AVAILABLE DATA:
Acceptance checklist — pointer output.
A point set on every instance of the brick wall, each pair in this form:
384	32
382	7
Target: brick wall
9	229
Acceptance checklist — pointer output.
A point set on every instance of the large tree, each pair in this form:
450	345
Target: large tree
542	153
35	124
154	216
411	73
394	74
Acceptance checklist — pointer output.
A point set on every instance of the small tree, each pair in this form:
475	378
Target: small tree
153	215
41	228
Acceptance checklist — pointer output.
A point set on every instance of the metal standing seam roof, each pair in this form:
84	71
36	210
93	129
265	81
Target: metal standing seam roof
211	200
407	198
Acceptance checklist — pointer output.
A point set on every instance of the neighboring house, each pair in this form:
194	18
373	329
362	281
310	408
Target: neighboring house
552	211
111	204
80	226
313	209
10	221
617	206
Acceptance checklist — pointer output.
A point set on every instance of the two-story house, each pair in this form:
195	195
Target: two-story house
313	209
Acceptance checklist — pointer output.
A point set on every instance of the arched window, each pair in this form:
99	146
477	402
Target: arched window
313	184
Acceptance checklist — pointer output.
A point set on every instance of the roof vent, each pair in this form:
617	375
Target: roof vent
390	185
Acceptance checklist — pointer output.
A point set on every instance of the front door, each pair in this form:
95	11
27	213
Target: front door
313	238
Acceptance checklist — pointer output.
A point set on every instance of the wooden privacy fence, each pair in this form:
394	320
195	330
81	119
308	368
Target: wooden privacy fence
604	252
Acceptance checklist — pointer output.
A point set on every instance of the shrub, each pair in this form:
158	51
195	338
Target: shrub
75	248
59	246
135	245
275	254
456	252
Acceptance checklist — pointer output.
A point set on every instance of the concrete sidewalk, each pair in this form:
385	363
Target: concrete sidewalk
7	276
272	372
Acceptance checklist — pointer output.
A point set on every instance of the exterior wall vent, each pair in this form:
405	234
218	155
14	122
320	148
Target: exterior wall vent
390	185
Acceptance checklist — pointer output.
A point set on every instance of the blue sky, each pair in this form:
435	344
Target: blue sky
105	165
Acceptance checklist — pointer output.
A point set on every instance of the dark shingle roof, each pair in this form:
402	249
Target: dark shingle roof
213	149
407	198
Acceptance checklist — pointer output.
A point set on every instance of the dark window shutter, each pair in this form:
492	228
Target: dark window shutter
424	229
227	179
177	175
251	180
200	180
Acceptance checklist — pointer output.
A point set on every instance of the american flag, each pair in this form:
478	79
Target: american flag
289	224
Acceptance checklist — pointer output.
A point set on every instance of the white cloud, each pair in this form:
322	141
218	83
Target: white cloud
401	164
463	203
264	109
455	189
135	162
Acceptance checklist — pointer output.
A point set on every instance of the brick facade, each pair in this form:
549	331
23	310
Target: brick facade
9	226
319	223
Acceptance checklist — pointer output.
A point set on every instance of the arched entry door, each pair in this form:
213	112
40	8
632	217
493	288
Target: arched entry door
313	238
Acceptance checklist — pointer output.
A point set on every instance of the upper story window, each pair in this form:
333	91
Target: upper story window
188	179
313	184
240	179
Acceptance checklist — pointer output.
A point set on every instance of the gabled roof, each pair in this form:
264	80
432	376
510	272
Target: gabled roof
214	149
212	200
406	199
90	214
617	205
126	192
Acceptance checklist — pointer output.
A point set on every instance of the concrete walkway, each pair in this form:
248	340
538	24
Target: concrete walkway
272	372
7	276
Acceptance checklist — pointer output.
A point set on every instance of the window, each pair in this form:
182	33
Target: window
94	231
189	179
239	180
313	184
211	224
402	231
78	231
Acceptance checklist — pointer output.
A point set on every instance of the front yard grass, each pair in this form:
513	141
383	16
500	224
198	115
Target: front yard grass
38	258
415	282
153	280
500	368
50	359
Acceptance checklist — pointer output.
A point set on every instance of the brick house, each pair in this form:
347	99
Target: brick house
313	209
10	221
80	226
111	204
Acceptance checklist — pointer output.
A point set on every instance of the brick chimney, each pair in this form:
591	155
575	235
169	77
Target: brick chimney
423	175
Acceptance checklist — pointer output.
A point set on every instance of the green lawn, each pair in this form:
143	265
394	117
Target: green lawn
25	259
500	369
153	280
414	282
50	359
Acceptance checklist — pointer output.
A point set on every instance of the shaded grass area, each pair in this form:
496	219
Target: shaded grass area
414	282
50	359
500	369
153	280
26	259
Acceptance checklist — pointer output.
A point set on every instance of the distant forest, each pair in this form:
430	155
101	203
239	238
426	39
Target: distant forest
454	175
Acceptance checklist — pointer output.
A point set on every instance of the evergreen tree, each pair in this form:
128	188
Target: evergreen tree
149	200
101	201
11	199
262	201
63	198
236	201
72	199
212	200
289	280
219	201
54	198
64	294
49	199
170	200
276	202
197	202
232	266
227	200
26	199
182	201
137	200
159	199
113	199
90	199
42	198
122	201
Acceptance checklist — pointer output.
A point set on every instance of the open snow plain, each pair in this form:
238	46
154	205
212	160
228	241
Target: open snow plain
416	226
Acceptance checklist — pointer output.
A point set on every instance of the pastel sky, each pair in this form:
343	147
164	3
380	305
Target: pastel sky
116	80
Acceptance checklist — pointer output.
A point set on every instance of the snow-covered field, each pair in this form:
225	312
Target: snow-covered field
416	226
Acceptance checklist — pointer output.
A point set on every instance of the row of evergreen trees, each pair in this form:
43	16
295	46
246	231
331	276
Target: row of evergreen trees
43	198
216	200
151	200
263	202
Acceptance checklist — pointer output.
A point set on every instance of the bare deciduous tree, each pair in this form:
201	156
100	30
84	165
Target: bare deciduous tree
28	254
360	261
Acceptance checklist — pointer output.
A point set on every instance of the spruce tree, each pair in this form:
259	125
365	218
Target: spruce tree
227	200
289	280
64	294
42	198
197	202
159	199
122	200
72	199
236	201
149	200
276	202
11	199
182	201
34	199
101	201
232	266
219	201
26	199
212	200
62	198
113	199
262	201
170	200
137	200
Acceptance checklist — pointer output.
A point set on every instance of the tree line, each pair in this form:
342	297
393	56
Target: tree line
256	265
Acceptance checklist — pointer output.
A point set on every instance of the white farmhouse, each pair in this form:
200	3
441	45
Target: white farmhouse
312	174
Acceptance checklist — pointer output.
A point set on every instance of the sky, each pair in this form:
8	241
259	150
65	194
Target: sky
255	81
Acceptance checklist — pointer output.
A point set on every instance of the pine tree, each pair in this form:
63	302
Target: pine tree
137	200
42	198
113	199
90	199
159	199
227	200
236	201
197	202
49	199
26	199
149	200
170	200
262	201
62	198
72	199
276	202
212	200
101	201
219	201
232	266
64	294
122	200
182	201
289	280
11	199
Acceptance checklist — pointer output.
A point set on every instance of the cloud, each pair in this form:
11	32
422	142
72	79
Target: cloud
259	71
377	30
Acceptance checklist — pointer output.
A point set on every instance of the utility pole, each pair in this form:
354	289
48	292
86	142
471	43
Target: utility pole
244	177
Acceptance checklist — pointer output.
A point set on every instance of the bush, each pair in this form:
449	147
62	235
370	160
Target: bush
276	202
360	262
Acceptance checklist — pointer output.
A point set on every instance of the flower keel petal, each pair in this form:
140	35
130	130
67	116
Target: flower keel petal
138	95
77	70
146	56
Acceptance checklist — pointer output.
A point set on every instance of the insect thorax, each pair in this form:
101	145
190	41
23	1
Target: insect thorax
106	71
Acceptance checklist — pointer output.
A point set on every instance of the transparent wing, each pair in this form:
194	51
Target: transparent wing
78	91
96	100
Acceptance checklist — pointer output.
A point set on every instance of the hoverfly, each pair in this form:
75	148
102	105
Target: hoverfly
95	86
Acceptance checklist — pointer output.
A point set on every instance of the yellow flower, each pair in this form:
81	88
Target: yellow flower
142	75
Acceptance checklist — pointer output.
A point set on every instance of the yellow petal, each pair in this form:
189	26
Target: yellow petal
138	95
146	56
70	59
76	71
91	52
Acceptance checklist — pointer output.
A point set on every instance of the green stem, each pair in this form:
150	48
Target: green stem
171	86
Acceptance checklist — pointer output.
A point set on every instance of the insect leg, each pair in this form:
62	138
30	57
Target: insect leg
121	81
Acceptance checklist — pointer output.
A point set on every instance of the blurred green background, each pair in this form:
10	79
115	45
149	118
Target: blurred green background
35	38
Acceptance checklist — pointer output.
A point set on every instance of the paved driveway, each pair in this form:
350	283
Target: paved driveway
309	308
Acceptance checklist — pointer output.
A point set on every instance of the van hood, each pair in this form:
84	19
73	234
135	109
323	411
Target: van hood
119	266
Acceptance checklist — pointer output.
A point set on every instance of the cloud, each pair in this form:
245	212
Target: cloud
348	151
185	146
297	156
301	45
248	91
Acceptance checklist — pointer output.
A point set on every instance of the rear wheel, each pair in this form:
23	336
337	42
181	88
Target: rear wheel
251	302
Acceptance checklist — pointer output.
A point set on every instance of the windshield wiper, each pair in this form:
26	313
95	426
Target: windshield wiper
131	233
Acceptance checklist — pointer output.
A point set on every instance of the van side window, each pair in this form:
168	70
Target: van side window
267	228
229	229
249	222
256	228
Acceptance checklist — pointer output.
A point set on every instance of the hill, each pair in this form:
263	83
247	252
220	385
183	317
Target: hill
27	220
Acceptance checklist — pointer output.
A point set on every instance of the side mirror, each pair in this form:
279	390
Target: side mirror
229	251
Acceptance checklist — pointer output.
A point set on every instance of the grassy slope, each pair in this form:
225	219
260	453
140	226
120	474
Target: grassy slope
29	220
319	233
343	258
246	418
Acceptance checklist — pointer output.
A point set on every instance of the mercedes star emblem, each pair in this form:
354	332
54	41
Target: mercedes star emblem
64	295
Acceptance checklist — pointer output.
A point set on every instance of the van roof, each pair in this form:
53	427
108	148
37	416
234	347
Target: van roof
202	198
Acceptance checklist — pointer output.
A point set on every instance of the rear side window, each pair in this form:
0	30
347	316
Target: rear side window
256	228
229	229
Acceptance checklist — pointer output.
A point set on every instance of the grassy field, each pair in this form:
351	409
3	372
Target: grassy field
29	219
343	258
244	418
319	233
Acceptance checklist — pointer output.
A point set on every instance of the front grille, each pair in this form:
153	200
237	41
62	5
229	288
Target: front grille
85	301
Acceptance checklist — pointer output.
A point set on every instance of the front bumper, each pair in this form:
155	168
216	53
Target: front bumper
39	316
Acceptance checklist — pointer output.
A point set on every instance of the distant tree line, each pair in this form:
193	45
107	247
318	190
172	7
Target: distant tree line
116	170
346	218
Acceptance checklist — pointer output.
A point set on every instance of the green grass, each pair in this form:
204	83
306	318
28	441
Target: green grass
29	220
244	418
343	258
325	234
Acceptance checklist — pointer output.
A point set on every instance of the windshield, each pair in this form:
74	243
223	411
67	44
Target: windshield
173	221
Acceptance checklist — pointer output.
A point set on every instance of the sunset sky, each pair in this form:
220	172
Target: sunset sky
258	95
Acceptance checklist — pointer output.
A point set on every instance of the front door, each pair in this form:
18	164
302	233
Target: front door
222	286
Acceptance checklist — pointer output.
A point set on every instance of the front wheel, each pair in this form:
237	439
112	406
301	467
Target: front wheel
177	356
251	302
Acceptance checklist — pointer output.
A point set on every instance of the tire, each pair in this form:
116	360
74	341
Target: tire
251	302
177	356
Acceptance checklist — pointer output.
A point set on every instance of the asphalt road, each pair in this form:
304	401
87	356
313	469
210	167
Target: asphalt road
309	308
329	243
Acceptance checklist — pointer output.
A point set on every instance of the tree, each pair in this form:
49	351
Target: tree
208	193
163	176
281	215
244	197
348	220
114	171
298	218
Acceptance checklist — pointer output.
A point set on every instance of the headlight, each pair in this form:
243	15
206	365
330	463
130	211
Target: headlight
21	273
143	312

EXERCISE DIRECTIONS:
Transcribe the entries above word for word, from the first line through the line containing "A point set on every instance of the arched window, each", and nothing else.

RESULT OF THE EXERCISE:
Acceptance checklist — pointer output.
A point set on every instance of the brick wall, each pair in this form:
384	32
382	7
Target: brick wall
9	229
Acceptance checklist — pointer output.
A point set on every instance of the large tree, each pair in this form:
450	345
Target: large tree
542	153
35	124
154	216
411	73
394	74
Acceptance checklist — pointer output.
A point set on every instance of the small tree, each pair in this form:
475	378
Target: small tree
153	215
41	228
Acceptance checklist — pointer output.
A point set on every instance of the metal standing seam roof, each pair in this form:
84	71
36	210
93	129
265	81
Target: metal standing seam roof
211	200
407	198
Acceptance checklist — pointer output.
A point set on every instance of the neighboring house, each pair in this form:
194	18
373	329
362	281
310	408
Target: neighboring house
552	211
111	204
80	226
313	209
10	221
617	206
Acceptance checklist — pointer output.
A point set on every instance of the two-story house, each pair in this form:
195	195
Target: two-story house
313	209
Acceptance checklist — pointer output.
A point set on every instance of the arched window, each pair in this form:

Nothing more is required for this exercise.